Rewrite every line of the listing below as a JSON list of strings, one string per line, omitting any blank lines.
[START Information given]
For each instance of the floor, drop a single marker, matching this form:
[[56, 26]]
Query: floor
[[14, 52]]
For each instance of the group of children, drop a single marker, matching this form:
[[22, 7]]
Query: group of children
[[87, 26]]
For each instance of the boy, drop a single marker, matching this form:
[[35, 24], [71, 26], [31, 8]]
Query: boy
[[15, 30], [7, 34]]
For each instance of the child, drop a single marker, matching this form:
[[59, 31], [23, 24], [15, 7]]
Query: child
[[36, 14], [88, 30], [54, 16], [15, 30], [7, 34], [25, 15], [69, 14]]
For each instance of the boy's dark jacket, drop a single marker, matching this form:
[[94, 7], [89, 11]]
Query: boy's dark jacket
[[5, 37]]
[END Information given]
Exercise solution
[
  "For each instance of the floor, drop a single marker, matching this form:",
  "[[56, 26]]",
  "Query: floor",
  "[[14, 52]]",
  "For each instance of the group of children, drop a single marker, matching this form:",
  "[[22, 7]]",
  "Query: group of children",
  "[[87, 26]]",
  "For each instance of the boy, drop a single marker, matching this form:",
  "[[35, 24], [71, 26], [31, 8]]",
  "Query: boy",
  "[[15, 30], [7, 34]]",
  "For each instance of the child, drop a single marker, matching this form:",
  "[[59, 31], [23, 24], [15, 7]]",
  "Query: child",
  "[[36, 14], [88, 30], [54, 16], [15, 30], [7, 34], [25, 15], [69, 14]]",
  "For each instance of the boy's dark jacket, drop a single marker, matching this form:",
  "[[94, 7], [89, 11]]",
  "Query: boy's dark jacket",
  "[[5, 37]]"
]